Can you continue the Python notebook below, starting right after its last line?

PASSAGE TO READ:

§

In [1]:
import os

In [2]:
%pwd

'c:\\code\\ML\\time_series_forecast\\time-series-forecast\\research'

In [3]:
os.chdir('../')

In [4]:
%pwd

'c:\\code\\ML\\time_series_forecast\\time-series-forecast'

In [5]:
#config.yaml


In [6]:
#config entity

In [7]:
from dataclasses import dataclass
from pathlib import Path
@dataclass
class EDA :
    data_path : Path
    report_path : Path
    data_output : Path

In [8]:
#configuration


In [9]:
from src.time_series.constants import *
from src.time_series.utils.common import create_directories , read_yaml
from src.time_series.entity.config_entity import DataIngestionconfig



class ConfigurationManager:
    def __init__(self,config_file_path=CONFIG_FILE_PATH,params_file_path=PARAMS_FILE_PATH):
        self.config = read_yaml(config_file_path)
        self.params = read_yaml(params_file_path)
        create_directories([self.config.artifacts_root])

    def get_data_ingestion_config(self)->DataIngestionconfig:
        config = self.config.data_ingestion
        data_ingestion_config = DataIngestionconfig(root_dir= config.root_dir,source_url=config.source_url,local_data_file=config.local_data_file)
        return data_ingestion_config
    def get_eda_config(self)->EDA:
        config = self.config.EDA
        create_directories([config.report_path])
        create_directories([config.data_output])
        eda_config = EDA(data_path= config.data_path,report_path=config.report_path,data_output=config.data_output)

§

STORED RECORDS:
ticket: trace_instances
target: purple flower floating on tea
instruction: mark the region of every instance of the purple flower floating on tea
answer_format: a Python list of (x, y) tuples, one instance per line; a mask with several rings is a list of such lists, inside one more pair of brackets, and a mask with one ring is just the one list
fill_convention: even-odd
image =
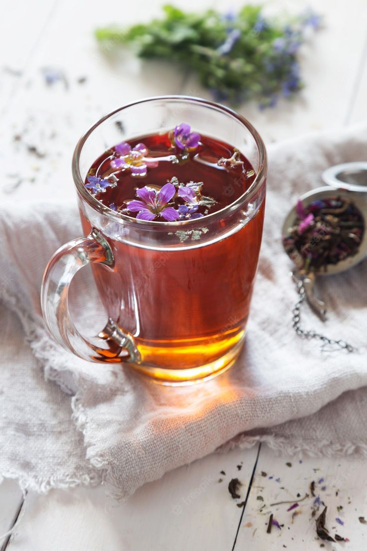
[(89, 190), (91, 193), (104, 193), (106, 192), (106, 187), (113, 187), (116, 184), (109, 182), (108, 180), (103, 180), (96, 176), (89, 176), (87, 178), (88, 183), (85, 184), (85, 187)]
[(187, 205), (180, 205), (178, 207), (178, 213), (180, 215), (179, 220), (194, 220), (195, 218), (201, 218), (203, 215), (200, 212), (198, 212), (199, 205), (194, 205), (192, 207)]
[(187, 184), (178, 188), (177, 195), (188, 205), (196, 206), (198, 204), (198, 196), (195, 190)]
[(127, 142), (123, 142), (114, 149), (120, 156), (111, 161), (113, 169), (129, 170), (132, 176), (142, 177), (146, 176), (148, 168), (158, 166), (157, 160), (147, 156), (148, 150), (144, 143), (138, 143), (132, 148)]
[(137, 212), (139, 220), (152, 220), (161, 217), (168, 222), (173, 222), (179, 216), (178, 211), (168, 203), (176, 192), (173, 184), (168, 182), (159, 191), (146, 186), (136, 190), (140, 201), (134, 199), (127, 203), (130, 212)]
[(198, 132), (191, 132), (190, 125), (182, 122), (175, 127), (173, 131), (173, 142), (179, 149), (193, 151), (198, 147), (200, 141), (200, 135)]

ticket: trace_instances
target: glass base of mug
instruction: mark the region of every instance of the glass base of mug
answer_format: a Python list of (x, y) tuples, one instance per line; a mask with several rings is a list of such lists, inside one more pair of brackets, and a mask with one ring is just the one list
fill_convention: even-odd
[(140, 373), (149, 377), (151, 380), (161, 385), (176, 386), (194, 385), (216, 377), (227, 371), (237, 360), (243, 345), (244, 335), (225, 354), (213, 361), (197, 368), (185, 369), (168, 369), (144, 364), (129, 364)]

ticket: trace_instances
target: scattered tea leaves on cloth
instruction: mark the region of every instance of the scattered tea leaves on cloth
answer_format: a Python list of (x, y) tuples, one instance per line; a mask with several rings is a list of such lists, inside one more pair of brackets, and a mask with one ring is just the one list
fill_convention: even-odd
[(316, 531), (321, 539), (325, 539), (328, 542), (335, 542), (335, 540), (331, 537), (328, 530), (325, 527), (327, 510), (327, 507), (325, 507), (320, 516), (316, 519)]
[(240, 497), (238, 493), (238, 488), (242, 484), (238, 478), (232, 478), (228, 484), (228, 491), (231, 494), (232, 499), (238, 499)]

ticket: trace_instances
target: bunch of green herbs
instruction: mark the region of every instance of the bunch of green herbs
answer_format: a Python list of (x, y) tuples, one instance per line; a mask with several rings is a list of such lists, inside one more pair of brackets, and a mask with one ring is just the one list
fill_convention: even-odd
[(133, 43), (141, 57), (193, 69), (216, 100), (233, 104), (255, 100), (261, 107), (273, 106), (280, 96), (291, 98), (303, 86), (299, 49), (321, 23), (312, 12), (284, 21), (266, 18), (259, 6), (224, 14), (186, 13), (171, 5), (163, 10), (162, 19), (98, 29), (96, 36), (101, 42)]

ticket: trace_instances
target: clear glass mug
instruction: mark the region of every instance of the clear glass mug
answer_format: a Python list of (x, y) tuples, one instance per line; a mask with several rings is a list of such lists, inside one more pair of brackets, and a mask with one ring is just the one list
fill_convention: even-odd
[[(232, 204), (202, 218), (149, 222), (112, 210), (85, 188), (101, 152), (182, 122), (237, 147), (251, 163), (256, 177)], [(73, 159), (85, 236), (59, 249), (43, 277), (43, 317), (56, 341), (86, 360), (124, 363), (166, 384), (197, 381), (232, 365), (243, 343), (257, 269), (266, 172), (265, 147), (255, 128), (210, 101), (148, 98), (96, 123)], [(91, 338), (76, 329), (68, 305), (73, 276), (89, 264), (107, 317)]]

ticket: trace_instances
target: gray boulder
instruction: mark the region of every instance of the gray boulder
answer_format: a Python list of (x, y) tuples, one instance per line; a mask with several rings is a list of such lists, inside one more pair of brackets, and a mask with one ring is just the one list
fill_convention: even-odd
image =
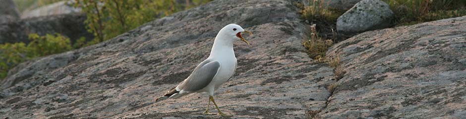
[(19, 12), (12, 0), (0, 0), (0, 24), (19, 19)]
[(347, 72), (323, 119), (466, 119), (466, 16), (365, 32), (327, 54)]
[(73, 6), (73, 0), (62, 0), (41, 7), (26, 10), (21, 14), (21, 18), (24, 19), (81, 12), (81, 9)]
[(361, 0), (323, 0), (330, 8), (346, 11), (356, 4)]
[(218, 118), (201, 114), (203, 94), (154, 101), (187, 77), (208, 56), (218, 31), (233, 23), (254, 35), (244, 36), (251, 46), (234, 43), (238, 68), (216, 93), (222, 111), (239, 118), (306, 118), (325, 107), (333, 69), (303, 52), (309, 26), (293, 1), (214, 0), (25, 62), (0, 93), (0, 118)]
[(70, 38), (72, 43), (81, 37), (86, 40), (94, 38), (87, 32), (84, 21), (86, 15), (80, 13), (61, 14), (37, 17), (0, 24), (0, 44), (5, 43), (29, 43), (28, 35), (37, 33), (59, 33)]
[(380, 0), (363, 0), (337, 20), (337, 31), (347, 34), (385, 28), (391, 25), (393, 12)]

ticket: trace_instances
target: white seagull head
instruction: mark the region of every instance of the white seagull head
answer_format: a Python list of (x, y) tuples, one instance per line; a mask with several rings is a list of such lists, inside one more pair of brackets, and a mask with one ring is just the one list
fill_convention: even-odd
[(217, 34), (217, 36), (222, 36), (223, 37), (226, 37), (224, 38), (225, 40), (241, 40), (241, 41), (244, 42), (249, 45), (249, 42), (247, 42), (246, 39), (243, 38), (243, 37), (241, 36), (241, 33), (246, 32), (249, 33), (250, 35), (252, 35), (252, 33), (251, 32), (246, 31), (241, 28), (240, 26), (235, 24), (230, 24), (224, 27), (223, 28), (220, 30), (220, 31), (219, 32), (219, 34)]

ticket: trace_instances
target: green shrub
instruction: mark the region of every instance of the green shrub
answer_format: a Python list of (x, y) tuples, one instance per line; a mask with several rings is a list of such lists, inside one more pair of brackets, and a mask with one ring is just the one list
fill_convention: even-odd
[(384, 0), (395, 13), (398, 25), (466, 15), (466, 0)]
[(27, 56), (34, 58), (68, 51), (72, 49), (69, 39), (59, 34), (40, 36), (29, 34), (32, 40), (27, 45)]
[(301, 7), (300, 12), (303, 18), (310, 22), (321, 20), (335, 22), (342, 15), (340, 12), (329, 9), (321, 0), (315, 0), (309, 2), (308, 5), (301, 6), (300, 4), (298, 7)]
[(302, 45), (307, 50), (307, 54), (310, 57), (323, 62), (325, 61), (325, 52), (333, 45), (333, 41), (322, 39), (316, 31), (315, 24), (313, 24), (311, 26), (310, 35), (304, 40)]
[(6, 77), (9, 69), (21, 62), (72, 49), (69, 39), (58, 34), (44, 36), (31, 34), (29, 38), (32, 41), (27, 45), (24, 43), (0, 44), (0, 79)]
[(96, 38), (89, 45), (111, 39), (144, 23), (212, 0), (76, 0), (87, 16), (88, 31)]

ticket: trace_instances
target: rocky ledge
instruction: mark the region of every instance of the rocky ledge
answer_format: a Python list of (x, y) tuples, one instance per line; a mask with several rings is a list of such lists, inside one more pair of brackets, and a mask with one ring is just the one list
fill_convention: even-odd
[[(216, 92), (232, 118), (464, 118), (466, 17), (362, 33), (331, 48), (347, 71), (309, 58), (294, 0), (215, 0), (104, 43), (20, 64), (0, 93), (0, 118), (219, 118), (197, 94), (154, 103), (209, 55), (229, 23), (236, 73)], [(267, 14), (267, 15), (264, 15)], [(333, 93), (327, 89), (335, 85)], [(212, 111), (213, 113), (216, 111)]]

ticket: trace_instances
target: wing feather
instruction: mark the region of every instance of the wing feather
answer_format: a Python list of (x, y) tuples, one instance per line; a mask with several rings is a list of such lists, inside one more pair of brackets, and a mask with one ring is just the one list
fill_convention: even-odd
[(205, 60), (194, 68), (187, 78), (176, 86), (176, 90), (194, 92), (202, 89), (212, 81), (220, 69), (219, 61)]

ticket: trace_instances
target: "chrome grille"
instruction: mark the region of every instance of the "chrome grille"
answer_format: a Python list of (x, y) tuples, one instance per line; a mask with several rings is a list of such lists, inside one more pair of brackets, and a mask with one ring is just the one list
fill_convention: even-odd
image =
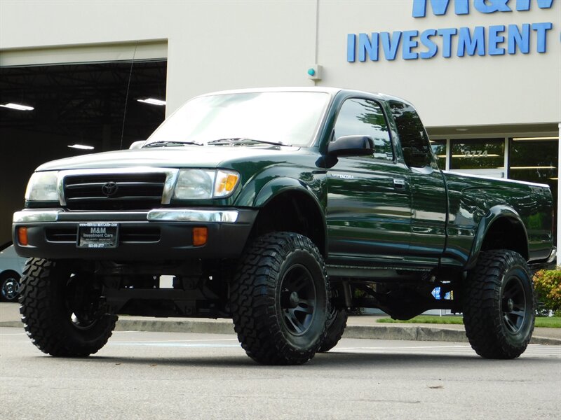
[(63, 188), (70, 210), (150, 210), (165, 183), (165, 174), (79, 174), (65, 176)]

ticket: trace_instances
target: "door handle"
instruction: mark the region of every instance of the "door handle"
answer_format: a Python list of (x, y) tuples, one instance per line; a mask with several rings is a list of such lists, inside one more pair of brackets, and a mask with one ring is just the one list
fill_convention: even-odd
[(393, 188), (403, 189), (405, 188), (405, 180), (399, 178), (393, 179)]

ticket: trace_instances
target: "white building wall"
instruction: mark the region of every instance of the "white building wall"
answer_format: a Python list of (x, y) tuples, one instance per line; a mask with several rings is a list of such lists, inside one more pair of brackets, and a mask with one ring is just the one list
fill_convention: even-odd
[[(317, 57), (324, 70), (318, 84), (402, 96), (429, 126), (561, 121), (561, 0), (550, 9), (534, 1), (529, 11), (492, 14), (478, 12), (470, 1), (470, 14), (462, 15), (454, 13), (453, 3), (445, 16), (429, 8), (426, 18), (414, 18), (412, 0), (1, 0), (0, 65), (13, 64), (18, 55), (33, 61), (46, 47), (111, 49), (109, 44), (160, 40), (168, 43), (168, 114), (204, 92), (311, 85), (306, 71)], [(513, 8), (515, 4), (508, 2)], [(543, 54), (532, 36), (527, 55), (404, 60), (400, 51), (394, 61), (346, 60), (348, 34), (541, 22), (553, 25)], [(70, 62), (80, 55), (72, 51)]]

§

RESULT OF THE TASK:
        return eda_config
    

In [11]:
#component
import pandas as pd

In [18]:
import pandas as pd
import matplotlib.pyplot as plt
from statsmodels.tsa.seasonal import seasonal_decompose
class EDAComponent:
    def __init__(self,config:EDA):
        self.config = config

    def load_data(self):
        if not os.path.exists(self.config.data_path):
            raise FileNotFoundError(f"Input file not found: {self.config.data_path}")
        return pd.read_csv(self.config.data_path,parse_dates=['Month'], index_col='Month')
    def get_eda(self):
        df = self.load_data()
        df.columns = ['passengers']
        with open(os.path.join(self.config.report_path, 'data_report.txt'), 'w') as f:
            f.write("Data Head:\n")
            f.write(df.head().to_string())
            f.write("\n\n Column-wise Count:\n")
            f.write(df.count().to_string())
            f.write("\n\n Total Rows:\n")
            f.write(str(len(df)))

        #time series plot 
        plt.figure(figsize=(10,5))
        plt.plot(df,label = 'monthly passengers')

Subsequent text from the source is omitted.